Entries —
•••
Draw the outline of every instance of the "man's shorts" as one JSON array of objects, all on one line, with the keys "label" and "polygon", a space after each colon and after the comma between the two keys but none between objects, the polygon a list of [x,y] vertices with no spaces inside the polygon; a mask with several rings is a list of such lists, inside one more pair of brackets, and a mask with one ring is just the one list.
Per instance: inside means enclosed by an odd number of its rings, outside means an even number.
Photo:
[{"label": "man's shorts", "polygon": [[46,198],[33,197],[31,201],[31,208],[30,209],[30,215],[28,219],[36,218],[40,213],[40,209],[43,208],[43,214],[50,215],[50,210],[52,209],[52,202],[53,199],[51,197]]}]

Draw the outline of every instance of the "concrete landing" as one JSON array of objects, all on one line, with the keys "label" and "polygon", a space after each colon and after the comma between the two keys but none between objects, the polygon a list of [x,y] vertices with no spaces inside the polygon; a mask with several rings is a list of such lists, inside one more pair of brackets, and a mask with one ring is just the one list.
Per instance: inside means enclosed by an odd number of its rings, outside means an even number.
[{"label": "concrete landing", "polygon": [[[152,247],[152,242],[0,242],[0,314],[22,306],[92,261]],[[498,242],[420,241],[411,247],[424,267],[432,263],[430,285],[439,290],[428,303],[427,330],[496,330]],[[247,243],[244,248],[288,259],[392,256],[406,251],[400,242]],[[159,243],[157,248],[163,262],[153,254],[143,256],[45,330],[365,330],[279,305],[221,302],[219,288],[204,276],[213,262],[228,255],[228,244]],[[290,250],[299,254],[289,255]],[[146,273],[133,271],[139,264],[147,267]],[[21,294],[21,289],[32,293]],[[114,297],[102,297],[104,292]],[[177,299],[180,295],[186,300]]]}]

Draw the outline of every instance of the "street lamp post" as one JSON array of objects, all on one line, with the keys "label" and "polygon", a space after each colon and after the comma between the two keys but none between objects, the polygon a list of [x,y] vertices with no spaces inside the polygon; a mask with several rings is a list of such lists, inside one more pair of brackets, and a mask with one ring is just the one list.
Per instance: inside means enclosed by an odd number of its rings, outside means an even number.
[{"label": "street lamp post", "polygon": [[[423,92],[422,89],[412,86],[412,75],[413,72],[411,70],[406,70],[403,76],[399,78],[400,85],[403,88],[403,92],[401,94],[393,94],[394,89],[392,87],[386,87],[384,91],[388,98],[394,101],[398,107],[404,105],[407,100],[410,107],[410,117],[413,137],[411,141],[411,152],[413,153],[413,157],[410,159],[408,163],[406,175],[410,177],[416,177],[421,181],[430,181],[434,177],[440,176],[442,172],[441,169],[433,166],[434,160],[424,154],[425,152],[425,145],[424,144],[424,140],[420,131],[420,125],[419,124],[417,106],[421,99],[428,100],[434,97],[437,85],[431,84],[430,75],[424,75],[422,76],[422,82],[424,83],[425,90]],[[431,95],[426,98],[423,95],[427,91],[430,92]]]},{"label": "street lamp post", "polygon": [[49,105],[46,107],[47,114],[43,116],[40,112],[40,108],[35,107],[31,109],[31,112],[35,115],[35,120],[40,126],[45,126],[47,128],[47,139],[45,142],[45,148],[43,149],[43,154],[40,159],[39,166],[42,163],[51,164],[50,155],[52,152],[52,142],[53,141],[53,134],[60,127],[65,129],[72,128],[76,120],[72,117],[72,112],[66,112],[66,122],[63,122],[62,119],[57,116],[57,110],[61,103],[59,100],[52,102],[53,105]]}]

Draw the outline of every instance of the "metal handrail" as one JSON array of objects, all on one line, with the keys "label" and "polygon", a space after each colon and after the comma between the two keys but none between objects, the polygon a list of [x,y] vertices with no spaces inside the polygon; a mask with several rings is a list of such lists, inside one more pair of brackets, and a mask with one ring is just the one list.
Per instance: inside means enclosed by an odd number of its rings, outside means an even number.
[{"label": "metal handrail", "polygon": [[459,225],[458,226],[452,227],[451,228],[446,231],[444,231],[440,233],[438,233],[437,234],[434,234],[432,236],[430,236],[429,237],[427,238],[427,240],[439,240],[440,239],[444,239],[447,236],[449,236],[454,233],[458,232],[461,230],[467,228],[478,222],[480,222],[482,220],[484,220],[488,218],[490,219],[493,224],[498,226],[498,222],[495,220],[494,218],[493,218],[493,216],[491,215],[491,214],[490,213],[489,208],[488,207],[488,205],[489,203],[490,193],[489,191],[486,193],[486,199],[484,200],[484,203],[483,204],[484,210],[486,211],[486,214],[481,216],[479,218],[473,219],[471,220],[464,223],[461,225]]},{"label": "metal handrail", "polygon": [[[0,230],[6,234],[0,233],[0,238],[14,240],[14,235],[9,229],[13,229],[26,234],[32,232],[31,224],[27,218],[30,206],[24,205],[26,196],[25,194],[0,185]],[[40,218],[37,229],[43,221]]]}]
•••
Exercise description — Above are some records; extract every one of them exactly.

Task output —
Draw the outline of every instance of the "man's shorts" as one JSON array of objects, all on one line, with the keys "label" and "polygon", a space after each colon and after the comma between the two keys but none between objects, the polygon a list of [x,y] vertices with no spaces inside the polygon; a mask with several rings is a list of such lists, inside one more pair of brackets, and a mask with one ring is just the one list.
Per instance: inside means enclosed by an odd number of its rings, outside means an even number.
Photo:
[{"label": "man's shorts", "polygon": [[46,198],[33,197],[31,201],[31,208],[30,209],[30,215],[28,219],[36,218],[40,213],[40,209],[43,208],[43,214],[50,215],[50,210],[52,209],[52,202],[53,199],[51,197]]}]

Draw the outline of every instance of the "concrete landing" as one JSON array of objects, all on one line, with the keys "label" and "polygon", a space after each colon and after the comma between the two keys but none between objects, the polygon a list of [x,y] vertices with no spaces inside the polygon; a mask with several rings is a list of such lists, inside one more pair of brackets, and a mask with one ring is just the one list.
Per instance: inside means enclosed by an odd number of its rings, outside means an even number.
[{"label": "concrete landing", "polygon": [[[152,247],[152,242],[0,242],[0,314],[22,306],[92,261]],[[498,242],[420,241],[411,247],[424,267],[432,263],[430,285],[439,290],[428,303],[427,330],[496,330]],[[247,243],[244,248],[288,259],[392,256],[406,251],[400,242]],[[159,243],[157,248],[163,262],[153,254],[143,256],[45,330],[365,330],[279,305],[221,302],[219,288],[204,276],[213,262],[228,255],[228,244]],[[290,250],[299,254],[289,255]],[[146,273],[133,271],[139,264],[147,267]],[[21,294],[21,289],[32,293]],[[114,297],[102,297],[104,292]],[[177,299],[180,295],[186,300]]]}]

Draw the outline of every instance of the "street lamp post" as one JSON array of objects, all on one line, with the keys "label" and "polygon", a space after each colon and after the comma between the two keys but none between objects, the polygon a list of [x,y] vertices with no spaces inside the polygon; a mask with several rings is a list of such lists, inside one more pair of brackets, and a mask with one ring is just the one list.
Per instance: inside means enclosed by an odd number of its rings, outside means an even number.
[{"label": "street lamp post", "polygon": [[[423,92],[422,89],[412,86],[412,75],[413,72],[411,70],[406,70],[403,76],[399,78],[400,85],[403,88],[403,92],[401,94],[393,94],[394,89],[392,87],[386,87],[384,91],[388,98],[394,101],[398,107],[404,105],[407,100],[410,107],[410,117],[413,137],[411,141],[411,152],[413,153],[413,157],[410,159],[408,163],[406,175],[410,177],[416,177],[421,181],[430,181],[434,177],[440,176],[442,172],[441,169],[433,166],[434,160],[424,154],[425,152],[425,145],[424,144],[424,140],[420,131],[420,125],[419,124],[417,106],[421,99],[428,100],[434,97],[437,85],[431,84],[430,75],[424,75],[422,76],[422,82],[424,83],[425,90]],[[431,95],[426,98],[423,95],[427,91],[430,92]]]},{"label": "street lamp post", "polygon": [[49,105],[46,107],[47,114],[43,116],[40,112],[40,108],[35,107],[31,109],[31,112],[35,115],[35,120],[40,126],[45,126],[47,128],[47,139],[45,142],[45,148],[43,149],[43,154],[40,159],[39,166],[42,163],[51,164],[50,155],[52,152],[52,142],[53,141],[53,134],[60,127],[65,129],[72,128],[76,120],[72,117],[72,112],[66,112],[66,122],[63,122],[62,119],[57,116],[57,110],[61,103],[59,100],[52,102],[53,105]]}]

Draw the outline of every instance of the "metal handrail" as one JSON array of objects, all on one line, with the keys "label" and "polygon", a space after each colon and after the comma between the two keys but none between objects, the polygon a list of [x,y] vertices with no spaces inside the polygon; a mask with several rings is a list of such lists, inside one more pair of brackets, and a mask with one ring is just the one list.
Per instance: inside means enclosed by an odd number of its rings, outside means an even number.
[{"label": "metal handrail", "polygon": [[459,225],[458,226],[452,227],[451,228],[446,231],[444,231],[440,233],[438,233],[437,234],[434,234],[432,236],[430,236],[429,237],[427,238],[427,240],[439,240],[440,239],[444,239],[447,236],[449,236],[454,233],[458,232],[461,230],[467,228],[478,222],[480,222],[482,220],[484,220],[488,218],[490,219],[493,224],[498,226],[498,222],[495,220],[494,218],[493,218],[493,216],[491,215],[491,214],[490,213],[489,208],[488,207],[488,205],[489,203],[490,193],[489,191],[486,193],[486,199],[484,200],[484,203],[483,204],[484,210],[486,211],[486,214],[481,216],[479,218],[473,219],[471,220],[464,223],[461,225]]},{"label": "metal handrail", "polygon": [[[0,230],[6,234],[0,233],[0,238],[14,240],[14,235],[9,229],[13,229],[26,234],[32,232],[31,224],[27,218],[30,206],[24,205],[26,196],[25,194],[0,185]],[[40,218],[37,229],[43,221]]]}]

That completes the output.